Please copy the lines below exactly, from the first one through the line showing "[[0, 120], [11, 31], [111, 128], [162, 79]]".

○ ○ ○

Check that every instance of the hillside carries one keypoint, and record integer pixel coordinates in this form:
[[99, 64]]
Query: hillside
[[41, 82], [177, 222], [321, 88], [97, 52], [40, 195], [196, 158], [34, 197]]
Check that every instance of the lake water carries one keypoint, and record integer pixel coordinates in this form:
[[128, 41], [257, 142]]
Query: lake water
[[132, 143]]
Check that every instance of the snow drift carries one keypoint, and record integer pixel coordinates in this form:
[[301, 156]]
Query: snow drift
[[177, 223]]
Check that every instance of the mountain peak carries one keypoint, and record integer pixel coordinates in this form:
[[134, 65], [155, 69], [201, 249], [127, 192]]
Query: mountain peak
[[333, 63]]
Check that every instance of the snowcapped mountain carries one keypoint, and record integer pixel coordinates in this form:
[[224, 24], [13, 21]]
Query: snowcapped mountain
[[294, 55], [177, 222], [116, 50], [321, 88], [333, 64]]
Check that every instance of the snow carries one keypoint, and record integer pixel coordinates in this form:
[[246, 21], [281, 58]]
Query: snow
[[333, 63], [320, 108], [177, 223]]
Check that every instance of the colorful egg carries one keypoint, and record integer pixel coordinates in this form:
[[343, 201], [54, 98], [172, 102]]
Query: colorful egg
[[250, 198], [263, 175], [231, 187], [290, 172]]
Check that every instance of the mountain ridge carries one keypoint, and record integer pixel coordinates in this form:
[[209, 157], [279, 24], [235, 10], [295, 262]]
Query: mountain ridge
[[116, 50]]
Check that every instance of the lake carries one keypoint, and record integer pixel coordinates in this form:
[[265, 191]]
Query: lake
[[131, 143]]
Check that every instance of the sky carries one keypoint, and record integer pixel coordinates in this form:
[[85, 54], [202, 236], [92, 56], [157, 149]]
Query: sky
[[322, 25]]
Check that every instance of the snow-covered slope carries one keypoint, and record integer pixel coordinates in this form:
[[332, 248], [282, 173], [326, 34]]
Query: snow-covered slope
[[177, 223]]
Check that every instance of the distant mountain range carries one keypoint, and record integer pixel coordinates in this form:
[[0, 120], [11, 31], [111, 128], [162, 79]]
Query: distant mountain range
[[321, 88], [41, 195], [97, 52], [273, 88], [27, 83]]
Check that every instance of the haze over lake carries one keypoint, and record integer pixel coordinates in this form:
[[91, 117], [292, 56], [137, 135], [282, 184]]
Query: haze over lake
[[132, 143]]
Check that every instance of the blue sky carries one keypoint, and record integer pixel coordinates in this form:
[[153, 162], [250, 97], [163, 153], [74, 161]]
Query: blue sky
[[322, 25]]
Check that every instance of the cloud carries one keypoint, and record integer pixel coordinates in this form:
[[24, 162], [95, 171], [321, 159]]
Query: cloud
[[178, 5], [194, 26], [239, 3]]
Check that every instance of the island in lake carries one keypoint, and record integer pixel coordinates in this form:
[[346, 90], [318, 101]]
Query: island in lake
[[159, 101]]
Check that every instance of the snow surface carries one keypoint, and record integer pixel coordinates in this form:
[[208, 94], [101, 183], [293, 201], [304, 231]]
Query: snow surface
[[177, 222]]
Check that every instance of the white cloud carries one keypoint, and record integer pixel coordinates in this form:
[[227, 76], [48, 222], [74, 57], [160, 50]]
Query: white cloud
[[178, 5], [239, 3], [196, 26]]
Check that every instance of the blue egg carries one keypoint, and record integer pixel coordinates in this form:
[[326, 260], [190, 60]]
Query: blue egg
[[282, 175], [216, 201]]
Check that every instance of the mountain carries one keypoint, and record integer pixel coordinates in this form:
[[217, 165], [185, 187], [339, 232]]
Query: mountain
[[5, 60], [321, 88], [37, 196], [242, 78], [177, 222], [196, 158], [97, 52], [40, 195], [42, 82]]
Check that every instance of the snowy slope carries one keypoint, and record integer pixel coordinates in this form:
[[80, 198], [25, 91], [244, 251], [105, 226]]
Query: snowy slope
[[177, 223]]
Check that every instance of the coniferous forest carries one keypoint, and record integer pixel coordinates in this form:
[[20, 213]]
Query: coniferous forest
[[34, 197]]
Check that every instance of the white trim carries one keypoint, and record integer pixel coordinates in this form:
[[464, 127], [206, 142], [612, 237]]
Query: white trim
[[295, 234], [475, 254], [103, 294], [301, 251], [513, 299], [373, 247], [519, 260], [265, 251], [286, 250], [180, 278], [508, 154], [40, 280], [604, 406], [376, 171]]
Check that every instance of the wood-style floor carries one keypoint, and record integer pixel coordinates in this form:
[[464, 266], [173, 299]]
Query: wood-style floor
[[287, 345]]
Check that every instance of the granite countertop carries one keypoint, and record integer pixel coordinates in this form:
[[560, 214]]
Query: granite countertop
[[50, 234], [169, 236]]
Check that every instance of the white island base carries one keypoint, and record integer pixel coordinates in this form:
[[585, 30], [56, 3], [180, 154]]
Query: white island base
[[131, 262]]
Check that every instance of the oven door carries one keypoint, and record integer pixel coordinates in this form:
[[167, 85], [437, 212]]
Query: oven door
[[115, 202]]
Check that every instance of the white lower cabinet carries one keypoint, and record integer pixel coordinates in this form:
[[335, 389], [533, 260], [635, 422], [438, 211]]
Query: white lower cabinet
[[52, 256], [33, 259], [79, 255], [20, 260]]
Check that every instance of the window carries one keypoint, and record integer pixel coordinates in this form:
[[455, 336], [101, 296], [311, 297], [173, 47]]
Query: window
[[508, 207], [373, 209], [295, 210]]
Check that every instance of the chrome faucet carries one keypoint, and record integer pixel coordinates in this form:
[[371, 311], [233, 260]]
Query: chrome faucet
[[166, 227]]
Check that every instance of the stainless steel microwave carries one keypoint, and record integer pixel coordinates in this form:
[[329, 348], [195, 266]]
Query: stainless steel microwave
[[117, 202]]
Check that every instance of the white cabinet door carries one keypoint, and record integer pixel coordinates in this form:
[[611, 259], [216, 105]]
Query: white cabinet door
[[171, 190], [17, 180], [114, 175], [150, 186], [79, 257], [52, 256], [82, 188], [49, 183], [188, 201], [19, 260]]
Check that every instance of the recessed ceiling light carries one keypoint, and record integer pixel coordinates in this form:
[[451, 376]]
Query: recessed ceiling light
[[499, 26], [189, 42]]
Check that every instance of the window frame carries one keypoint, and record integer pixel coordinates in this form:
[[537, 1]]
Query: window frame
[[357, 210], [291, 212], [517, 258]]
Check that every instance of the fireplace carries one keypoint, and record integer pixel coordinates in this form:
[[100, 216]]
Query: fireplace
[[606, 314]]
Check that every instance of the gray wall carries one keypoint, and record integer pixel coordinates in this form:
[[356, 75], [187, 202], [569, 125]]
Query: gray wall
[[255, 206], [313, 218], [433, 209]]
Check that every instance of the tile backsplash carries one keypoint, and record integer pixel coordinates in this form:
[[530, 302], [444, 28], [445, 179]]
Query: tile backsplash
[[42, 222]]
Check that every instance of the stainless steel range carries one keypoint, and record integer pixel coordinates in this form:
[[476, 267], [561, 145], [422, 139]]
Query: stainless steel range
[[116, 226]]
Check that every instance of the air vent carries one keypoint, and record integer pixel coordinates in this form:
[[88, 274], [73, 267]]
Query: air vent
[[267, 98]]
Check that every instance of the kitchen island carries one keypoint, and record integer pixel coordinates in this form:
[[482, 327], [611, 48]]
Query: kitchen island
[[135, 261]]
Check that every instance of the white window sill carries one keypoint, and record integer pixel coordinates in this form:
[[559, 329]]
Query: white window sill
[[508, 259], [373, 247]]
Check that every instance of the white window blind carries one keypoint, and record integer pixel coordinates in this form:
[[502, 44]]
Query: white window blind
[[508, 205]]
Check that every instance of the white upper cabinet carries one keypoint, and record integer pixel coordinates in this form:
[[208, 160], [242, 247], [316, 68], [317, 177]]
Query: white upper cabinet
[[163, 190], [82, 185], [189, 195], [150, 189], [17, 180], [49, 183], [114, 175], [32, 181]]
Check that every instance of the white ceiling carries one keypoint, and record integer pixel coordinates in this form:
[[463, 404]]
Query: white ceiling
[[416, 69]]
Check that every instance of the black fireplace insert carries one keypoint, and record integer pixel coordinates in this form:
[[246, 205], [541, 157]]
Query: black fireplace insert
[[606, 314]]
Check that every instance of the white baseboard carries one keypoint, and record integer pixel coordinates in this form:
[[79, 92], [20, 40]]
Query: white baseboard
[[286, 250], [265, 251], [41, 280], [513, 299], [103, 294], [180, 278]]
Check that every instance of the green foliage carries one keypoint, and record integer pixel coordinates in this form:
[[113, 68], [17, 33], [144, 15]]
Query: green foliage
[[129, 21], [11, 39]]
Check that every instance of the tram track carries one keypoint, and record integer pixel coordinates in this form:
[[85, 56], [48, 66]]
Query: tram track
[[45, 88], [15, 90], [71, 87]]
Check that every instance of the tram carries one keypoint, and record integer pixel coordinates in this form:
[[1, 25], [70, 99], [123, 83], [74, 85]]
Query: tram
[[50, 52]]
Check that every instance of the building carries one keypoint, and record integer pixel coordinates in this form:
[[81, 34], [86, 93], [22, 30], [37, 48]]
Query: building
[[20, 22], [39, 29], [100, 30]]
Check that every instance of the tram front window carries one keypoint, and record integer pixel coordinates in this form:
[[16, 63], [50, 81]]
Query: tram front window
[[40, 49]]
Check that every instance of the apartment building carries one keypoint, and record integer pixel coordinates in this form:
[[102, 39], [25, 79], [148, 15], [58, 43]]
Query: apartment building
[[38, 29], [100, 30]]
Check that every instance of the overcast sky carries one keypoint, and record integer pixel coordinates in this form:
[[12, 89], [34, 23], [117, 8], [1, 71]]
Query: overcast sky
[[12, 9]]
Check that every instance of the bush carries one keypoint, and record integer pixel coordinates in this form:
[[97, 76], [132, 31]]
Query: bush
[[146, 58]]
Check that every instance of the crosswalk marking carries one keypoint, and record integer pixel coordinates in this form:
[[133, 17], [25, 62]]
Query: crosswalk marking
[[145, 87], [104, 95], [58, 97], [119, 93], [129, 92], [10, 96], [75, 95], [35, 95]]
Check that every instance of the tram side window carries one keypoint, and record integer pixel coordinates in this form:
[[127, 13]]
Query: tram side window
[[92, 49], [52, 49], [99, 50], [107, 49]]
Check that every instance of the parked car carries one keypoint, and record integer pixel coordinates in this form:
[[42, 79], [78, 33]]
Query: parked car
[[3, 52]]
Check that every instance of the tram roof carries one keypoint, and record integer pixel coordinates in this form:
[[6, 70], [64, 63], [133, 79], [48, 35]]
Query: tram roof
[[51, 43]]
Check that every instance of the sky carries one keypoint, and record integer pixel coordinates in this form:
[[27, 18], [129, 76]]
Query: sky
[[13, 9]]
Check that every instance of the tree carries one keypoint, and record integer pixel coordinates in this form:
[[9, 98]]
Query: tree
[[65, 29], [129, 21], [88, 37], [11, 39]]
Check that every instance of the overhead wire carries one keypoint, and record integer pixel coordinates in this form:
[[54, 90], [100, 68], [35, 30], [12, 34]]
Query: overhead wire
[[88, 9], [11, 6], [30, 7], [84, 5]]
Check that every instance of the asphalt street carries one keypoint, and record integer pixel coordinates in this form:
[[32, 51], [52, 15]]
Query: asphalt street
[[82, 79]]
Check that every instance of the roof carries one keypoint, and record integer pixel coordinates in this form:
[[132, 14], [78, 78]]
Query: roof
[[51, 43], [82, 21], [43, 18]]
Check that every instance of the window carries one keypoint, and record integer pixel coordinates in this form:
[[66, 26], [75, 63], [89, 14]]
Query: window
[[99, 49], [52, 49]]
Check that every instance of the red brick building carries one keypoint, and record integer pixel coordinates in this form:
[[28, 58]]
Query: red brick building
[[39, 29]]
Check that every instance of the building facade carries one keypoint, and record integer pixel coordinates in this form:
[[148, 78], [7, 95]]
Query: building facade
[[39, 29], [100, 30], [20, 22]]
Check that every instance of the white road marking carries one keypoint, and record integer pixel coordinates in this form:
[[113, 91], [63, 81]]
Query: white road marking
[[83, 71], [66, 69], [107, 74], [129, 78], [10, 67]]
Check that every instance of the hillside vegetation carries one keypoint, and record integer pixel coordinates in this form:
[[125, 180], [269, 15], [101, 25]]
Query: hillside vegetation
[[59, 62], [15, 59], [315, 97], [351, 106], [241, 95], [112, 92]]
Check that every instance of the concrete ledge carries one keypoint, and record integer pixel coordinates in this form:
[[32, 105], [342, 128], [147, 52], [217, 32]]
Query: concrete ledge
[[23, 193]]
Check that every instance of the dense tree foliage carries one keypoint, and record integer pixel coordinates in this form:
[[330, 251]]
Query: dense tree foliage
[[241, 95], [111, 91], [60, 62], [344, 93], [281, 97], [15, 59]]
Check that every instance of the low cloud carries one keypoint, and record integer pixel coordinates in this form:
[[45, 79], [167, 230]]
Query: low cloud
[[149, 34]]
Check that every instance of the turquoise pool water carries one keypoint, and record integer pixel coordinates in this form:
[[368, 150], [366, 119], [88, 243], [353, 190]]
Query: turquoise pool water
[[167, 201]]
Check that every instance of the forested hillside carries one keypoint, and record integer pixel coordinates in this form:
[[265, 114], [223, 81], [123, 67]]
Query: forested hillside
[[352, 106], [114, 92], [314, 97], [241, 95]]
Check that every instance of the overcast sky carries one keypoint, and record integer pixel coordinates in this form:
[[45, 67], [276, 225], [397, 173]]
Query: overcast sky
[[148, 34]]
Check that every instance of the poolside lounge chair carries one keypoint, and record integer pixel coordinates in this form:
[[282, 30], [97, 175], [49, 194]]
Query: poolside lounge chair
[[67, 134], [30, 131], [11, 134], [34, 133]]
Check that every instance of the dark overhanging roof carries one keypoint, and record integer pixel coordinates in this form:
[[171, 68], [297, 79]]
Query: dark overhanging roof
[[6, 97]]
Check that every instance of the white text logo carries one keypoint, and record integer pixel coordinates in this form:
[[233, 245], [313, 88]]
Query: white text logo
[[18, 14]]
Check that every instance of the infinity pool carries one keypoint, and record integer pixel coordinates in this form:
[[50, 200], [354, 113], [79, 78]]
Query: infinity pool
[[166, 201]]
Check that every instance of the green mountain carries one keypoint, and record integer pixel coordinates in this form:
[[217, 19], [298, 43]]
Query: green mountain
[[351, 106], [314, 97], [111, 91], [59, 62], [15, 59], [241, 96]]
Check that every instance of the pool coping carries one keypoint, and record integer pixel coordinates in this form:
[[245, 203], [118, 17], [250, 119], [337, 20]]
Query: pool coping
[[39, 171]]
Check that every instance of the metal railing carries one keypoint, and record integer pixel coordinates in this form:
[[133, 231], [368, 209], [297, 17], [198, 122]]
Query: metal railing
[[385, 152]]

○ ○ ○

• **RESPONSE FOR THIS EXERCISE**
Check that every instance of the hillside carries one keypoint, and record integer pixel coordinates in this form:
[[99, 64]]
Query: hillside
[[41, 82], [177, 222], [321, 88], [97, 52], [40, 195], [196, 158], [34, 197]]
Check that every instance of the lake water carries one keypoint, and record integer pixel coordinates in this form:
[[128, 41], [257, 142]]
Query: lake water
[[132, 143]]
Check that every instance of the snow drift carries one keypoint, and record integer pixel coordinates in this form:
[[301, 156]]
Query: snow drift
[[177, 223]]
Check that every instance of the mountain peak carries one keypoint, and record integer pixel coordinates in this form:
[[134, 65], [155, 69], [201, 249], [127, 192]]
Query: mountain peak
[[333, 63]]
Check that every instance of the snowcapped mountain carries one keypoint, and record integer pixel coordinates in this form:
[[224, 24], [13, 21]]
Query: snowcapped mountain
[[294, 55], [177, 222], [116, 50], [321, 88], [333, 64]]
Check that every instance of the snow carries one keypoint, and record integer pixel coordinates in this form:
[[246, 21], [281, 58]]
Query: snow
[[333, 63], [320, 108], [177, 223]]
Check that every instance of the colorful egg carries one keypoint, and record integer pixel coordinates in this form:
[[343, 201], [54, 98], [172, 102]]
Query: colorful egg
[[250, 198], [263, 175], [231, 187], [290, 172]]
Check that every instance of the mountain ridge carries one keypoint, and record integer pixel coordinates in this form:
[[209, 157], [279, 24], [235, 10], [295, 262]]
Query: mountain ridge
[[116, 50]]
Check that every instance of the lake carries one keypoint, and record integer pixel coordinates in this form:
[[265, 191]]
Query: lake
[[131, 143]]
Check that every instance of the sky carries one keypoint, and record integer pixel coordinates in this form:
[[85, 54], [202, 236], [92, 56], [157, 149]]
Query: sky
[[322, 25]]
Check that every instance of the snow-covered slope carries one keypoint, and record integer pixel coordinates in this form:
[[332, 248], [282, 173], [326, 34]]
Query: snow-covered slope
[[177, 223]]
Check that every instance of the distant mountain range carries one keypoint, and record integer pixel coordinates in this form:
[[0, 120], [11, 31], [111, 128], [162, 79]]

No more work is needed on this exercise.